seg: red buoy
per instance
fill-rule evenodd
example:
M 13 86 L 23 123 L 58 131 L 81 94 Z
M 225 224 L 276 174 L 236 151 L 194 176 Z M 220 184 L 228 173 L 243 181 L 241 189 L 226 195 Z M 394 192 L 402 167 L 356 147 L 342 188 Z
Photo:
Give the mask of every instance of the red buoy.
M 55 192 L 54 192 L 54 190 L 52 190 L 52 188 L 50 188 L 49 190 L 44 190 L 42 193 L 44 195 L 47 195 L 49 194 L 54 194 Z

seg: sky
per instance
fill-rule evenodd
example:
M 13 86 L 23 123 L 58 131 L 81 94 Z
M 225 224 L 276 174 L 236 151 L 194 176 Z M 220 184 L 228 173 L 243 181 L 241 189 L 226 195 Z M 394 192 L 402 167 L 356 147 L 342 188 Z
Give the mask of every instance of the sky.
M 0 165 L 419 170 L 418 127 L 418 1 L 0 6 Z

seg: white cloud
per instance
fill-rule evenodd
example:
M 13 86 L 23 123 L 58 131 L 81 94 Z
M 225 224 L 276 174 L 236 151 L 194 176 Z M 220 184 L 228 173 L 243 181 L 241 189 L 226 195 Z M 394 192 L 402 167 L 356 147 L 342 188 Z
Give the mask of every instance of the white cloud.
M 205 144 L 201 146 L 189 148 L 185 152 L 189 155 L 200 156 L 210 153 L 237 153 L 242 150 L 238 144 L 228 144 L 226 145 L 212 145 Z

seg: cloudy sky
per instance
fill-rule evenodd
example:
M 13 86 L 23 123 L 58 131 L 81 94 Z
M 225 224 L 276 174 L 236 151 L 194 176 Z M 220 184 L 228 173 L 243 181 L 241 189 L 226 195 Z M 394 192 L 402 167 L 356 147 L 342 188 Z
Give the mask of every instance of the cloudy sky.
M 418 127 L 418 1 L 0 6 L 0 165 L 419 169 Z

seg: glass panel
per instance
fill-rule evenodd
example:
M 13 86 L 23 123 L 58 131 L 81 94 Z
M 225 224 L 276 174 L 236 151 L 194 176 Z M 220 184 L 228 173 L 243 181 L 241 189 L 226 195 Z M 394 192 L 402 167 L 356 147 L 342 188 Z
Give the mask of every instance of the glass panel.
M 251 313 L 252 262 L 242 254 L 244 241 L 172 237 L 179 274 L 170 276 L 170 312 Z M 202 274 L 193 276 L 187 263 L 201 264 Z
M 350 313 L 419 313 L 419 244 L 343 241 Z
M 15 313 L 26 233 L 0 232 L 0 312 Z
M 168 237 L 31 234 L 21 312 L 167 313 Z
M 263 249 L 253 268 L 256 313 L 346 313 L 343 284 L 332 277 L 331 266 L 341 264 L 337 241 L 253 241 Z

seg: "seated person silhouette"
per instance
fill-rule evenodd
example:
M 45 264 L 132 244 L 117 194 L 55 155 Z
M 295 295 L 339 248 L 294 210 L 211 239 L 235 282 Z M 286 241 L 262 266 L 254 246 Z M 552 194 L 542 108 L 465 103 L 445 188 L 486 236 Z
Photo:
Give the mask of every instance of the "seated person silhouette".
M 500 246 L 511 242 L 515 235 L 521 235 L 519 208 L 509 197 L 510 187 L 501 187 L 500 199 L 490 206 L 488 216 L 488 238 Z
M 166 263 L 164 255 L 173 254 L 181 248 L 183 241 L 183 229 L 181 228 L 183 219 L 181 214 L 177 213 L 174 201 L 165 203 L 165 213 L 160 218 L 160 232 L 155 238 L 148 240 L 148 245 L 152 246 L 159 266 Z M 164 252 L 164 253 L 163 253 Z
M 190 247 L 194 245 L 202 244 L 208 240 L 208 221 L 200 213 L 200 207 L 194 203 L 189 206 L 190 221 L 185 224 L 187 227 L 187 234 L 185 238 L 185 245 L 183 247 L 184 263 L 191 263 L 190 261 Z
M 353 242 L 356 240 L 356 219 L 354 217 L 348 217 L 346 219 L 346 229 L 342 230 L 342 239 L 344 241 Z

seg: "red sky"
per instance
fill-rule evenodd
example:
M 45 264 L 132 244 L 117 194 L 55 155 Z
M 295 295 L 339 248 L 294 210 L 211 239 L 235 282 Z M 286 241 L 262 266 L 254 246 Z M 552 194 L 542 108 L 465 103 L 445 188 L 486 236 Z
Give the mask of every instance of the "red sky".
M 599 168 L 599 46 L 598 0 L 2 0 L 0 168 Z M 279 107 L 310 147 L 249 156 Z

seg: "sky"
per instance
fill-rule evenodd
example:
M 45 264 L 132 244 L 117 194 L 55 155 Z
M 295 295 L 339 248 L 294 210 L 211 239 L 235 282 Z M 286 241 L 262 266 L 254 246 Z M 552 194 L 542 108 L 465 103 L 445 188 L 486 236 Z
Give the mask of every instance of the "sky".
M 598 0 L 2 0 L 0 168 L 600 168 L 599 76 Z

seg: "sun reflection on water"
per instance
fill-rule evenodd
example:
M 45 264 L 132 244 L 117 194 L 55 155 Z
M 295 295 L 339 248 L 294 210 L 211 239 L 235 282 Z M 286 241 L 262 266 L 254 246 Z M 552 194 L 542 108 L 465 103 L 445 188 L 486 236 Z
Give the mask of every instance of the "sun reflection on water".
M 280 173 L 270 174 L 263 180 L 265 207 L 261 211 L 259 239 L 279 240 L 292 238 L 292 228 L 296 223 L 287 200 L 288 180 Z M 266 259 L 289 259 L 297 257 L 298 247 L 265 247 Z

______________________________

What needs to be done: Can you reproduce everything from the start of the records down to the line containing "M 55 192 L 54", with "red buoy" changed to "orange buoy" and nothing else altered?

Answer for the task:
seg: orange buoy
per instance
fill-rule evenodd
example:
M 13 86 L 23 123 L 58 131 L 81 94 Z
M 225 224 L 276 174 L 236 151 L 194 176 Z M 220 184 L 228 173 L 243 181 L 241 189 L 226 195 Z M 394 192 L 402 167 L 356 147 L 342 188 Z
Photo:
Give the mask of every instance of the orange buoy.
M 55 192 L 54 192 L 54 190 L 52 190 L 52 188 L 50 188 L 49 190 L 44 190 L 42 193 L 44 195 L 47 195 L 49 194 L 54 194 Z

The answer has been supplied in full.